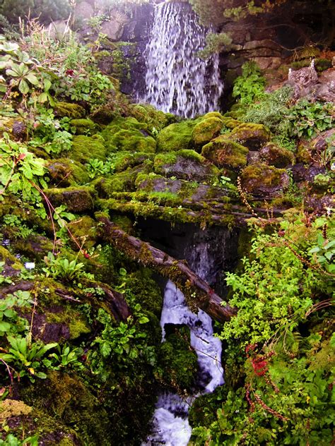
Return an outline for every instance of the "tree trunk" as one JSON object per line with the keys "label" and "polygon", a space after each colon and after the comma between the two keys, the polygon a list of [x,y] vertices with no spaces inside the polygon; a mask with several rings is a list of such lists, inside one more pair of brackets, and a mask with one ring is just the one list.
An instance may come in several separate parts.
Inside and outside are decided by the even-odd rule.
{"label": "tree trunk", "polygon": [[185,260],[178,260],[150,243],[128,235],[104,216],[99,216],[98,220],[103,224],[101,236],[104,240],[130,258],[170,279],[184,293],[193,311],[200,308],[219,322],[229,320],[236,314],[236,310],[224,304],[209,285],[189,269]]}

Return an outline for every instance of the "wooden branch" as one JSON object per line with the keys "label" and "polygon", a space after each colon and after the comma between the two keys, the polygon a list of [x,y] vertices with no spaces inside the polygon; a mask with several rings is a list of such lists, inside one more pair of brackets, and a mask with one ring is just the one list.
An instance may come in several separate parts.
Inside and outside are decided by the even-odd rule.
{"label": "wooden branch", "polygon": [[221,298],[209,285],[192,271],[185,260],[178,260],[139,239],[129,236],[106,217],[97,215],[102,223],[102,238],[130,258],[170,279],[184,293],[192,311],[201,308],[211,318],[224,322],[236,314],[236,310],[223,305]]}

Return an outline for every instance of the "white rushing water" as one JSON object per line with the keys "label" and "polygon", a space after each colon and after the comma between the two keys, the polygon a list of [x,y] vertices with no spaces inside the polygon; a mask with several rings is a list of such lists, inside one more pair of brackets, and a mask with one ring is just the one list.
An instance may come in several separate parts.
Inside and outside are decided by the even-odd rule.
{"label": "white rushing water", "polygon": [[196,56],[206,34],[189,4],[157,5],[144,54],[146,94],[139,99],[187,118],[217,109],[223,91],[218,56],[206,61]]}
{"label": "white rushing water", "polygon": [[[206,279],[204,275],[208,273],[206,260],[206,255],[201,256],[200,264],[194,268],[203,279]],[[189,327],[191,345],[198,356],[200,378],[197,384],[204,389],[202,393],[213,392],[216,387],[223,384],[223,369],[221,363],[221,342],[213,335],[211,318],[202,310],[198,314],[192,313],[187,307],[182,293],[170,280],[164,291],[160,318],[163,341],[165,324],[184,324]],[[186,446],[192,433],[187,420],[188,409],[199,394],[184,399],[172,392],[161,394],[153,414],[153,432],[143,446]]]}

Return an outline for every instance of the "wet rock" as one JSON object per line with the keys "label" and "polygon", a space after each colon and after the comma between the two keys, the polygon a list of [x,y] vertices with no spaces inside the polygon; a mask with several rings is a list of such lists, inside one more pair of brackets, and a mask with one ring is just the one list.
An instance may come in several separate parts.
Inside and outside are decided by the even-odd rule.
{"label": "wet rock", "polygon": [[245,191],[255,196],[277,196],[288,188],[290,179],[284,169],[259,164],[243,169],[241,183]]}
{"label": "wet rock", "polygon": [[232,130],[229,138],[249,150],[259,150],[269,141],[271,132],[262,124],[242,123]]}
{"label": "wet rock", "polygon": [[192,148],[192,133],[196,124],[194,121],[184,121],[163,128],[157,137],[158,152]]}
{"label": "wet rock", "polygon": [[66,205],[70,212],[89,212],[94,207],[93,191],[88,187],[47,189],[45,192],[53,206]]}
{"label": "wet rock", "polygon": [[273,143],[269,143],[259,150],[259,157],[261,162],[269,166],[274,166],[283,169],[295,162],[295,157],[292,152],[288,149],[280,147]]}
{"label": "wet rock", "polygon": [[245,167],[249,150],[246,147],[230,140],[230,135],[218,136],[203,147],[201,155],[218,167]]}
{"label": "wet rock", "polygon": [[204,145],[220,134],[223,127],[222,119],[218,117],[207,117],[197,123],[192,132],[192,142],[195,145]]}
{"label": "wet rock", "polygon": [[210,183],[218,178],[219,170],[194,150],[179,150],[176,152],[156,155],[155,173],[167,177]]}
{"label": "wet rock", "polygon": [[85,109],[78,104],[70,102],[57,102],[54,106],[54,114],[59,118],[81,119],[86,114]]}
{"label": "wet rock", "polygon": [[90,181],[86,169],[72,159],[52,159],[47,163],[46,168],[51,184],[54,186],[67,187],[74,183],[86,184]]}

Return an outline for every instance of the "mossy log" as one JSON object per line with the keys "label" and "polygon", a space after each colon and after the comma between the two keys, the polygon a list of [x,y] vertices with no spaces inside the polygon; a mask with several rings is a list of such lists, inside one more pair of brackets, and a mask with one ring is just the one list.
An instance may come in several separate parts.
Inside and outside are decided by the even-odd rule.
{"label": "mossy log", "polygon": [[219,322],[229,320],[236,310],[224,305],[209,285],[196,275],[185,260],[178,260],[139,239],[129,236],[104,215],[97,215],[102,224],[102,237],[130,258],[170,279],[184,293],[192,311],[201,308]]}

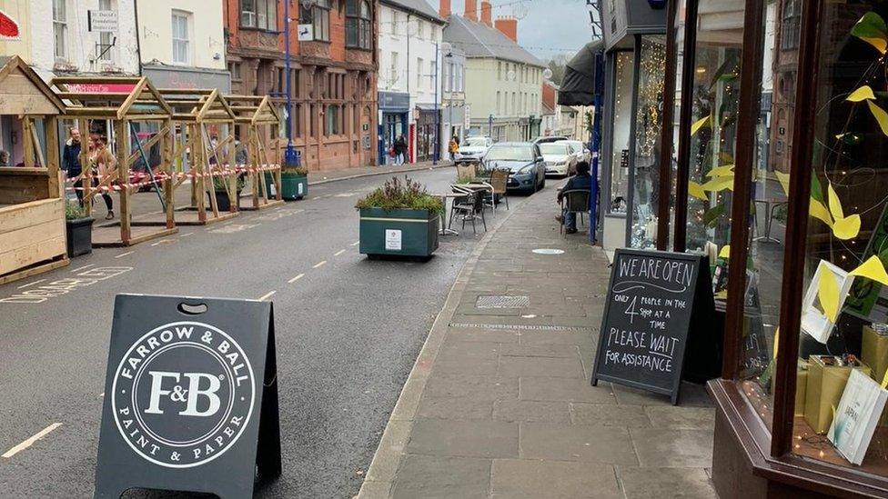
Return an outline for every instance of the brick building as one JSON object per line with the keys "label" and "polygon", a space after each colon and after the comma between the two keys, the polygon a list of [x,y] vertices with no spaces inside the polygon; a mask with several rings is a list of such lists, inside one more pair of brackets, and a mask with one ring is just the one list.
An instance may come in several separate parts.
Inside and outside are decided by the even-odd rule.
{"label": "brick building", "polygon": [[[291,135],[309,170],[376,163],[377,0],[223,0],[228,69],[235,94],[292,93]],[[284,2],[289,2],[290,75],[284,60]],[[311,25],[312,41],[298,41]],[[281,113],[281,115],[285,115]],[[281,127],[283,145],[286,127]]]}

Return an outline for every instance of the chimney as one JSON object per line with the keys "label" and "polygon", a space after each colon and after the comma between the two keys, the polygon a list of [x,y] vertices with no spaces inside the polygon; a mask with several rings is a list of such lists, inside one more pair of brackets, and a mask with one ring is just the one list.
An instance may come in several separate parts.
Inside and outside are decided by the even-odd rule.
{"label": "chimney", "polygon": [[450,0],[440,0],[441,5],[438,9],[438,14],[440,15],[441,18],[447,19],[450,16]]}
{"label": "chimney", "polygon": [[478,22],[478,0],[466,0],[466,13],[462,16]]}
{"label": "chimney", "polygon": [[493,21],[490,20],[490,3],[488,0],[481,0],[481,23],[488,27],[493,27]]}
{"label": "chimney", "polygon": [[[466,0],[466,3],[468,4],[469,0]],[[518,43],[518,19],[510,15],[497,17],[497,29],[511,41]]]}

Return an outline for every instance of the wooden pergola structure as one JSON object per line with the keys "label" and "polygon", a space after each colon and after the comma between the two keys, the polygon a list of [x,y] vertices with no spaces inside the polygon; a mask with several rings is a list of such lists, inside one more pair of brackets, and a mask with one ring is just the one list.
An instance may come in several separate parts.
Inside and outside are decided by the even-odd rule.
{"label": "wooden pergola structure", "polygon": [[[229,203],[227,211],[220,212],[217,198],[217,191],[224,186],[228,199],[237,200],[237,178],[233,167],[236,116],[227,101],[218,89],[161,88],[158,92],[173,110],[171,133],[183,137],[174,141],[174,193],[191,179],[191,203],[177,210],[177,223],[206,225],[237,216],[236,202]],[[187,172],[185,165],[188,165]]]}
{"label": "wooden pergola structure", "polygon": [[66,265],[68,257],[57,128],[65,104],[17,55],[0,65],[0,115],[13,118],[11,128],[0,125],[0,134],[20,137],[9,141],[12,151],[3,151],[0,140],[2,284]]}
{"label": "wooden pergola structure", "polygon": [[[162,237],[177,232],[173,209],[173,177],[170,175],[171,132],[173,110],[157,89],[145,76],[64,76],[50,82],[56,94],[67,104],[66,114],[77,119],[82,131],[89,130],[90,121],[106,121],[113,124],[113,154],[116,159],[116,171],[100,178],[98,185],[92,185],[89,152],[86,147],[80,151],[80,163],[86,175],[83,182],[84,200],[86,209],[92,199],[101,191],[119,194],[119,235],[114,232],[116,223],[100,225],[93,231],[94,246],[128,246],[143,241]],[[156,124],[159,128],[153,137],[145,143],[136,136],[134,123]],[[136,140],[136,151],[132,151]],[[131,165],[144,159],[144,151],[155,144],[160,145],[160,164],[156,170],[147,165],[151,183],[162,192],[166,214],[165,227],[136,226],[132,225],[132,195],[147,182],[140,175],[133,175]],[[158,184],[155,177],[161,179]],[[112,229],[112,230],[109,230]]]}
{"label": "wooden pergola structure", "polygon": [[[243,139],[240,148],[246,148],[247,164],[237,165],[238,171],[246,172],[250,179],[252,206],[245,210],[260,210],[282,204],[280,194],[280,148],[274,144],[280,127],[280,115],[267,95],[228,95],[226,97],[235,114],[235,124]],[[268,151],[273,153],[269,156]],[[236,155],[237,156],[237,155]],[[266,174],[274,181],[275,193],[270,195]]]}

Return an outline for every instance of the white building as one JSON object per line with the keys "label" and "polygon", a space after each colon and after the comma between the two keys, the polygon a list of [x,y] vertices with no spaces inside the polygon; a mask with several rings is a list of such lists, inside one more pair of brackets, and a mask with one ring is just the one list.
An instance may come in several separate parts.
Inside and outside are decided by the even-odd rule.
{"label": "white building", "polygon": [[[425,0],[380,0],[380,136],[384,151],[403,135],[411,161],[445,157],[440,43],[445,21]],[[380,164],[386,158],[380,158]],[[389,160],[390,161],[390,160]]]}
{"label": "white building", "polygon": [[231,92],[226,67],[223,2],[138,2],[142,74],[160,88]]}

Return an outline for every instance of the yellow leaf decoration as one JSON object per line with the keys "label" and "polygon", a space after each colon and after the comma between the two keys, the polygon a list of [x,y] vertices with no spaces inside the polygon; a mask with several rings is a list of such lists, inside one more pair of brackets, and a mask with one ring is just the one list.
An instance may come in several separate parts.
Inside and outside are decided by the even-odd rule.
{"label": "yellow leaf decoration", "polygon": [[696,135],[697,132],[700,132],[700,129],[702,128],[704,125],[706,125],[706,124],[708,124],[711,118],[712,115],[710,115],[705,118],[701,118],[695,121],[694,124],[691,125],[691,136]]}
{"label": "yellow leaf decoration", "polygon": [[696,197],[697,199],[700,199],[701,201],[709,201],[709,198],[706,197],[706,191],[703,190],[703,186],[692,180],[688,181],[688,194]]}
{"label": "yellow leaf decoration", "polygon": [[888,272],[885,272],[885,266],[882,264],[882,260],[874,254],[861,264],[859,267],[849,272],[848,275],[866,277],[888,285]]}
{"label": "yellow leaf decoration", "polygon": [[811,204],[808,206],[808,213],[811,214],[811,216],[829,225],[830,228],[832,227],[832,217],[830,216],[830,211],[823,205],[822,201],[817,201],[812,197]]}
{"label": "yellow leaf decoration", "polygon": [[873,113],[873,117],[875,118],[875,121],[879,122],[879,127],[882,128],[882,133],[888,135],[888,113],[885,113],[884,109],[873,104],[873,101],[866,101],[866,105],[870,107],[870,113]]}
{"label": "yellow leaf decoration", "polygon": [[702,188],[704,191],[711,191],[713,193],[723,191],[725,189],[732,191],[734,190],[734,177],[733,175],[717,176],[706,184],[703,184]]}
{"label": "yellow leaf decoration", "polygon": [[716,166],[709,172],[706,172],[706,176],[733,176],[734,175],[734,165],[725,165],[723,166]]}
{"label": "yellow leaf decoration", "polygon": [[839,316],[839,284],[835,282],[835,274],[829,267],[823,266],[822,263],[821,266],[822,268],[817,283],[817,297],[823,314],[831,323],[835,324]]}
{"label": "yellow leaf decoration", "polygon": [[836,218],[832,223],[832,234],[843,241],[857,237],[860,234],[860,215],[853,215],[844,218]]}
{"label": "yellow leaf decoration", "polygon": [[844,218],[845,214],[842,211],[842,202],[839,201],[839,195],[835,194],[832,182],[826,185],[826,195],[830,200],[830,213],[832,214],[832,218],[836,220]]}
{"label": "yellow leaf decoration", "polygon": [[790,195],[790,175],[776,170],[774,171],[774,175],[777,175],[780,186],[783,188],[783,194]]}
{"label": "yellow leaf decoration", "polygon": [[873,89],[870,85],[864,85],[863,86],[854,90],[845,98],[846,101],[850,102],[861,102],[861,101],[874,101],[875,94],[873,93]]}

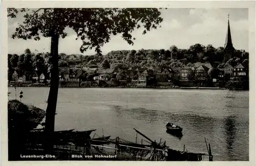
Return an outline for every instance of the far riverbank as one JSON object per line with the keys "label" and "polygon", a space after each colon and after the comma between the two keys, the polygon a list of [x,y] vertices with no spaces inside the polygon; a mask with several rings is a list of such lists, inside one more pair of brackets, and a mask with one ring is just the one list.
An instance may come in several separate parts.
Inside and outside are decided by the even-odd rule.
{"label": "far riverbank", "polygon": [[[17,86],[18,87],[26,87],[26,88],[45,88],[50,87],[50,85],[45,85],[43,84],[35,84],[30,85],[20,85]],[[13,85],[8,85],[8,87],[11,88],[14,87]],[[207,90],[226,90],[227,88],[220,88],[220,87],[178,87],[178,86],[160,86],[160,87],[136,87],[136,86],[120,86],[120,87],[100,87],[100,86],[59,86],[59,88],[145,88],[145,89],[207,89]]]}

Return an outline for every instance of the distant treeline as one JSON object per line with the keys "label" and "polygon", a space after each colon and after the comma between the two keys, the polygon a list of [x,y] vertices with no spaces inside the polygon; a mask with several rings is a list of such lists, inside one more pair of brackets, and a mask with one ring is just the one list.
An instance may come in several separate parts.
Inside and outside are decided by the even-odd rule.
{"label": "distant treeline", "polygon": [[[200,44],[191,45],[188,49],[179,49],[173,45],[169,49],[147,49],[138,50],[112,51],[106,55],[59,54],[59,67],[76,66],[82,68],[97,65],[103,69],[116,67],[139,67],[147,68],[150,66],[169,66],[172,68],[193,66],[198,62],[209,62],[214,66],[221,66],[224,57],[224,48],[215,48],[209,44],[205,46]],[[244,50],[236,50],[232,58],[227,63],[236,66],[241,63],[248,67],[249,53]],[[51,57],[49,52],[35,53],[26,49],[20,55],[8,54],[8,74],[16,70],[19,75],[25,72],[31,73],[36,67],[40,73],[49,73],[51,69]]]}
-=-=-=-=-
#### Problem to work on
Through the last line of the entries above, beginning at the line containing "Return an outline for every instance of the distant", transcribe each line exactly, both ends included and nothing more.

#### Solution to the exercise
Return an outline for every instance of the distant treeline as one JSON object per line with the keys "label" and "polygon", a space after each colon and after the comma between the two keys, the polygon a list of [x,y] vertices with no spaces inside the polygon; a mask with several rings is a list of such lists, inside one more pair of brackets, and a mask with one ring is just the one list.
An instance may come in several separate parts.
Inside and outside are decided by the even-odd rule.
{"label": "distant treeline", "polygon": [[[200,44],[191,45],[188,49],[179,49],[173,45],[169,49],[147,49],[138,50],[112,51],[106,55],[59,54],[59,67],[76,66],[82,68],[97,65],[103,69],[116,67],[139,67],[147,68],[150,66],[169,66],[172,68],[193,66],[198,62],[209,62],[214,66],[221,66],[224,57],[224,48],[215,48],[209,44],[205,46]],[[244,50],[236,50],[232,58],[227,63],[236,66],[241,63],[248,67],[249,53]],[[51,57],[49,52],[35,53],[26,49],[20,55],[8,54],[8,74],[16,70],[19,75],[25,72],[31,73],[36,67],[40,73],[49,73],[51,69]]]}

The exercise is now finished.